Given problem:
Rewrite every line of the entries below as a Markdown table with two columns, No. and Text. Number each row, and leave out any blank lines.

Data entries:
* BEGIN *
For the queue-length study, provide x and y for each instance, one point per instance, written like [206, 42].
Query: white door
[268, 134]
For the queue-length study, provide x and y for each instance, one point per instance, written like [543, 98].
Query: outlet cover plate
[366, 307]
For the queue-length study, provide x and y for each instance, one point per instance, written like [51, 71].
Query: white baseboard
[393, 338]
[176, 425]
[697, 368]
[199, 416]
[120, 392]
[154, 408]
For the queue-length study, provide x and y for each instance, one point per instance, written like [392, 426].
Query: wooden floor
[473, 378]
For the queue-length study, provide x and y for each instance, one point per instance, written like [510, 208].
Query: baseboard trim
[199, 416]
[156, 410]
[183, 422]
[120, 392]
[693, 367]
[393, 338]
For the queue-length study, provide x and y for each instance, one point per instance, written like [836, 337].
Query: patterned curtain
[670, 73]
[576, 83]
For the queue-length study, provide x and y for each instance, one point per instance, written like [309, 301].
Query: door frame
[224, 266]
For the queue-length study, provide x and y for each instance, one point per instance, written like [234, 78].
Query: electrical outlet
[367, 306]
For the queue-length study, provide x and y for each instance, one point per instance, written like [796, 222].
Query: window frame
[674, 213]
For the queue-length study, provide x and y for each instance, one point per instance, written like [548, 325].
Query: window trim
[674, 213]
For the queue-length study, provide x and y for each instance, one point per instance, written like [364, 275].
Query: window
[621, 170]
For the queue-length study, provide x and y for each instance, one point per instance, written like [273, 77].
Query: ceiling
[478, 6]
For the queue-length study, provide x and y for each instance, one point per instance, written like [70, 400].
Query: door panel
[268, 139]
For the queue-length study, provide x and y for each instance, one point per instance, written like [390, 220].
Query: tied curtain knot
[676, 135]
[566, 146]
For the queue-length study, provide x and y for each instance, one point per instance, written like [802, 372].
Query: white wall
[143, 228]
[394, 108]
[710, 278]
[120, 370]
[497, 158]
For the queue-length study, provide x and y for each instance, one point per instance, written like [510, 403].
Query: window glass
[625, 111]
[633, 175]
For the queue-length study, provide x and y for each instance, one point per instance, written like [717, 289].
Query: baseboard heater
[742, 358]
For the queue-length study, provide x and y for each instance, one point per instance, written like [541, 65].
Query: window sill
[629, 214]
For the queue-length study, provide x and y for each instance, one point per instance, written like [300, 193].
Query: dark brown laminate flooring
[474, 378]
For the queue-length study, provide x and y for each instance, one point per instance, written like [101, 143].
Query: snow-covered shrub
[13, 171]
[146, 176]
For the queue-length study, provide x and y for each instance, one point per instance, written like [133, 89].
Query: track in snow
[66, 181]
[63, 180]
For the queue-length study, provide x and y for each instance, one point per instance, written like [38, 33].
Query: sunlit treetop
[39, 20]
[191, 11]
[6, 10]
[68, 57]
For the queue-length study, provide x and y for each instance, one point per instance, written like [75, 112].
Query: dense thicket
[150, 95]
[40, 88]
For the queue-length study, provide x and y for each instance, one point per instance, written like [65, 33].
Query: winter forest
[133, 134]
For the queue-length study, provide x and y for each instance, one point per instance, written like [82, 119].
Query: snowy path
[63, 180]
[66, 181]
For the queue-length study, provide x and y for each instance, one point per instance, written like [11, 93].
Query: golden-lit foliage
* END *
Task response:
| No. | Text |
|---|---|
| 1 | For the queue-length study, provide x and y for each instance, one point per instance, written like [206, 42]. |
| 2 | Query: white door |
| 3 | [268, 134] |
| 4 | For the queue-length study, provide x and y for each instance, one point per instance, written like [543, 98]. |
| 5 | Query: outlet cover plate |
| 6 | [366, 307] |
| 7 | For the queue-length study, provide x and y for each instance, one point per instance, written like [51, 71]. |
| 8 | Query: white baseboard |
| 9 | [393, 338] |
| 10 | [176, 425] |
| 11 | [697, 368] |
| 12 | [199, 416] |
| 13 | [120, 392] |
| 14 | [154, 408] |
| 15 | For the queue-length study, provide x and y for each instance, one point per instance, written like [392, 426]. |
| 16 | Query: wooden floor |
| 17 | [473, 378] |
| 18 | For the queue-length study, provide x and y for each instance, one point per instance, written like [510, 208]. |
| 19 | Query: baseboard trim |
| 20 | [199, 416] |
| 21 | [156, 410] |
| 22 | [183, 422] |
| 23 | [120, 392] |
| 24 | [693, 367] |
| 25 | [393, 338] |
| 26 | For the queue-length study, provide x and y for each instance, one point per instance, written like [836, 337]. |
| 27 | Query: patterned curtain |
| 28 | [670, 73] |
| 29 | [576, 83] |
| 30 | For the queue-length study, provide x and y for each instance, one point per instance, written like [309, 301]. |
| 31 | Query: door frame |
| 32 | [224, 266] |
| 33 | For the queue-length study, provide x and y for each instance, one point per instance, written like [234, 78]. |
| 34 | Query: electrical outlet |
| 35 | [367, 306] |
| 36 | For the queue-length study, provide x and y for each instance, one point per instance, written like [796, 222]. |
| 37 | Query: window frame |
| 38 | [674, 213] |
| 39 | For the queue-length study, provide x and y for each instance, one point per instance, written like [548, 325]. |
| 40 | Query: window trim |
| 41 | [674, 213] |
| 42 | For the queue-length study, provide x and y for each instance, one point per instance, written like [364, 275]. |
| 43 | Query: window |
| 44 | [621, 170] |
| 45 | For the queue-length study, provide x and y for each instance, one point per instance, written like [273, 77]. |
| 46 | Query: ceiling |
| 47 | [478, 6] |
| 48 | For the queue-length study, provide x and y for each instance, one point per instance, written like [70, 400]. |
| 49 | Query: door panel |
| 50 | [268, 139] |
| 51 | For the queue-length study, provide x and y for each instance, one point per instance, written like [390, 220]. |
| 52 | Query: tied curtain knot |
| 53 | [676, 135] |
| 54 | [566, 146] |
| 55 | For the queue-length study, provide x and y for each instance, one point per instance, written like [802, 372]. |
| 56 | Query: white wall |
| 57 | [143, 228] |
| 58 | [394, 108] |
| 59 | [710, 278] |
| 60 | [120, 370] |
| 61 | [497, 158] |
| 62 | For the queue-length study, provide x and y for each instance, one point per instance, written like [510, 403]. |
| 63 | Query: window glass |
| 64 | [625, 111] |
| 65 | [633, 175] |
| 66 | For the queue-length study, provide x and y for each instance, one point per instance, written like [717, 289]. |
| 67 | Query: baseboard heater |
| 68 | [742, 358] |
| 69 | For the queue-length study, provide x and y for each instance, one point per instance, written like [541, 65]. |
| 70 | Query: window sill |
| 71 | [629, 214] |
| 72 | For the queue-length study, provide x and y for each instance, one point per instance, written like [300, 193]. |
| 73 | Query: dark brown laminate flooring |
| 74 | [474, 378] |
| 75 | For the queue-length study, provide x and y for each instance, one point per instance, written like [101, 143]. |
| 76 | Query: snow-covered shrub |
| 77 | [13, 171] |
| 78 | [146, 176] |
| 79 | For the queue-length study, provide x and y for each instance, one point per instance, written like [133, 89]. |
| 80 | Query: track in snow |
| 81 | [66, 181] |
| 82 | [63, 180] |
| 83 | For the queue-length study, provide x and y for each instance, one point per instance, written like [38, 33]. |
| 84 | Query: sunlit treetop |
| 85 | [39, 20] |
| 86 | [191, 11] |
| 87 | [6, 10] |
| 88 | [68, 57] |
| 89 | For the queue-length study, provide x and y for each instance, one point per instance, written like [75, 112]. |
| 90 | Query: dense thicket |
| 91 | [150, 95] |
| 92 | [40, 88] |
| 93 | For the queue-length study, provide x and y for each instance, one point per instance, written like [65, 33]. |
| 94 | Query: winter forest |
| 95 | [133, 134] |
| 96 | For the queue-length study, provide x and y for each instance, one point per instance, written like [82, 119]. |
| 97 | Query: snowy path |
| 98 | [63, 180] |
| 99 | [66, 181] |
| 100 | For the queue-length study, provide x and y for each instance, one point per instance, written like [11, 93]. |
| 101 | Query: golden-lit foliage |